● **Page text**:
-----
Saturday, September 24, 2011

Darklight On.. Cathleen Ross Q&A


Today's Darklight On... is with Cathleen Ross. Welcome, Cathleen! 


How did you come to write speculative fiction? What attracted you to the genre?
I tend to write across various genres so I'm published in erotica, mystery and women's fiction, but I read heavily in paranormal because I like books with alpha males, intense love situations and fast pacing. Quite a lot of my stories have a paranormal element, but I find I'm drawn to writing deeper, heavier stories where both the hero and heroine have powers. It's a writing challenge for me to create the world that they live in and all the rules that go with it. I also like bringing my alpha male to his knees and creating a kick-ass heroine, which I think is essential if an author wants to sell to New York.



Please tell us a little about your road to publication.
From the time I was in my teens I wanted to be published by Harlequin and I achieved that when I sold Psychic Sex to Harlequin Spice Briefs. I didn't start to write regularly until I was in my thirties when my daughter went to preschool. Before that I was always working and studying my university degrees. I found the moment I started to write everyday was when my skills picked up and I began to sell. Although I sold my first book, Man Hunt to Black Lace now Random House, I had a long break before I sold my next because I didn't follow up the first book with a similar one in the same genre. I didn't give up though, which is an important lesson for all writers.
-----
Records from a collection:
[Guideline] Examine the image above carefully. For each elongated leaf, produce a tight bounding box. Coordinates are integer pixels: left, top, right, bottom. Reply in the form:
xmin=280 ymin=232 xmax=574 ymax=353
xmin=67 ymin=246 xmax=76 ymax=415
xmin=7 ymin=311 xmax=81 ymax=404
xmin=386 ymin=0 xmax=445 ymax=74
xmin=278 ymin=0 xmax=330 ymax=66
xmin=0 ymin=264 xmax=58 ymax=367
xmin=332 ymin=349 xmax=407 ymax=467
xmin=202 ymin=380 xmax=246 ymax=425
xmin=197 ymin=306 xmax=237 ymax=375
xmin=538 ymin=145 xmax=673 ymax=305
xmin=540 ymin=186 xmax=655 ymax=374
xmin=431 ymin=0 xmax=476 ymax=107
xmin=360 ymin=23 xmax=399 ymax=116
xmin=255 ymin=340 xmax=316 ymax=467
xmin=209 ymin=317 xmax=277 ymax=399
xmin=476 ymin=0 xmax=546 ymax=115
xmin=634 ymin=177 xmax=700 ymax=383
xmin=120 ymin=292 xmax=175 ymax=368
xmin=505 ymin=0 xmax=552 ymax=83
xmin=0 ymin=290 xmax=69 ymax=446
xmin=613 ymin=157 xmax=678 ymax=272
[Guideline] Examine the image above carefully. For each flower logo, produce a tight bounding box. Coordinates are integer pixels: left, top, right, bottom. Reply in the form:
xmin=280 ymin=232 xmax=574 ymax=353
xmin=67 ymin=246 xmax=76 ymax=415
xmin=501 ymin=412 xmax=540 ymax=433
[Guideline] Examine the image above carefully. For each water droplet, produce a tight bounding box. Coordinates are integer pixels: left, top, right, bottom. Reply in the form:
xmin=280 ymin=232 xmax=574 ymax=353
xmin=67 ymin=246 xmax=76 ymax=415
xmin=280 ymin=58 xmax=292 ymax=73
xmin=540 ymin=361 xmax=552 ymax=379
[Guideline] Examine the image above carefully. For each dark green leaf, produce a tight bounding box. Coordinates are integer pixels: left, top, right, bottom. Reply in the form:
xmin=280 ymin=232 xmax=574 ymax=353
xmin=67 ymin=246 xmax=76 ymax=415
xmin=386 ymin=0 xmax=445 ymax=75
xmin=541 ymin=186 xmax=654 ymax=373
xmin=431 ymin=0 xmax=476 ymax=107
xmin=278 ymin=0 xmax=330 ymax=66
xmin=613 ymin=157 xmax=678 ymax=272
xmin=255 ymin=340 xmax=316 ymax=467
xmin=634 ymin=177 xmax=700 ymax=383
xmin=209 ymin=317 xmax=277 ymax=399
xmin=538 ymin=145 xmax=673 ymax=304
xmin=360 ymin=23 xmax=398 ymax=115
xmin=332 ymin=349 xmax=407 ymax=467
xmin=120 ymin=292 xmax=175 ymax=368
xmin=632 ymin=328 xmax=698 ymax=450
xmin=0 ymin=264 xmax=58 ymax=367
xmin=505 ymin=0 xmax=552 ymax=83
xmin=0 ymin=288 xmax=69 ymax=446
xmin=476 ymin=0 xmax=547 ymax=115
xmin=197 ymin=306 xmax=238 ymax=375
-----
● **Task description**:
In the interview with Cathleen Ross, what was the first book Cathleen Ross sold, and to which publisher?

● **Exercise response**:
Man Hunt, sold to Black Lace, now Random House.